* [Source data]
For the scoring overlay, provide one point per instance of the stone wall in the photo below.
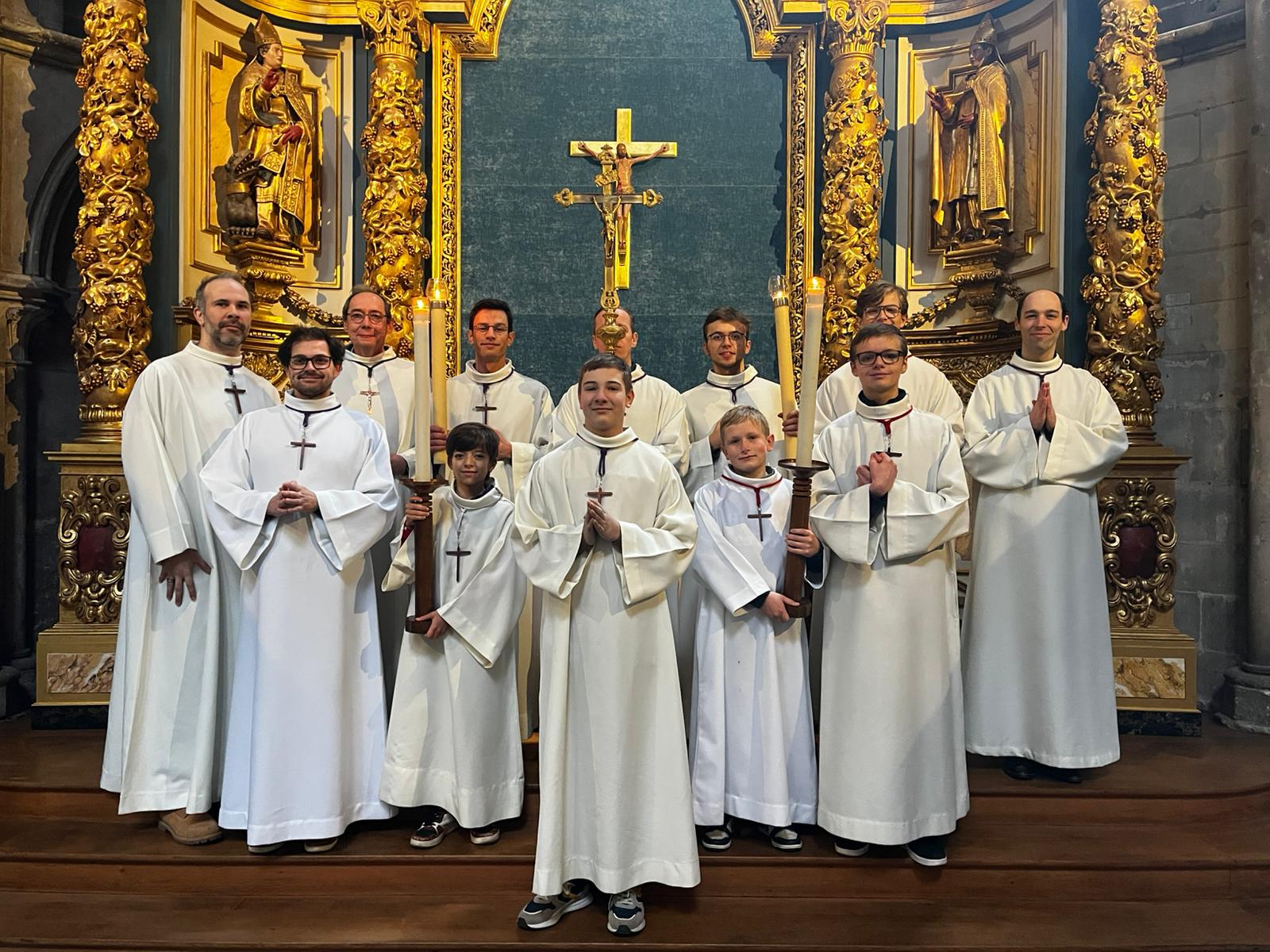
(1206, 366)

...

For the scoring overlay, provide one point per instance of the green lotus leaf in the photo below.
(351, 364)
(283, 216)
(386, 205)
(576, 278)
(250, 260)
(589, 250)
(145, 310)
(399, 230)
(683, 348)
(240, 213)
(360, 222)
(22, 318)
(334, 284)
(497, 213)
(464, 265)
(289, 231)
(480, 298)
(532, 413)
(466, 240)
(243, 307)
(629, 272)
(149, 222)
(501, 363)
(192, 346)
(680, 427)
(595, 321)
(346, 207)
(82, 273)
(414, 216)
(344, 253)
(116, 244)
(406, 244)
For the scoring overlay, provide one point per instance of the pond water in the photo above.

* [Problem requirements] Keep both end lines and retype everything in the records above from the line containing "leaf in the photo below." through the line containing "the photo above.", exactly, with nothing else.

* [Answer for the task]
For the scoring overlay, provide one point per instance of the green lotus leaf in the photo below.
(351, 364)
(283, 216)
(386, 205)
(576, 278)
(250, 260)
(589, 250)
(145, 310)
(399, 230)
(683, 348)
(240, 213)
(360, 222)
(22, 318)
(334, 284)
(497, 213)
(464, 265)
(289, 231)
(480, 298)
(532, 413)
(466, 240)
(243, 307)
(629, 272)
(149, 222)
(501, 363)
(192, 346)
(680, 427)
(595, 321)
(346, 207)
(82, 273)
(414, 216)
(344, 253)
(116, 244)
(406, 244)
For the scoring overlay, provide one point per instance of the pond water in the photo above.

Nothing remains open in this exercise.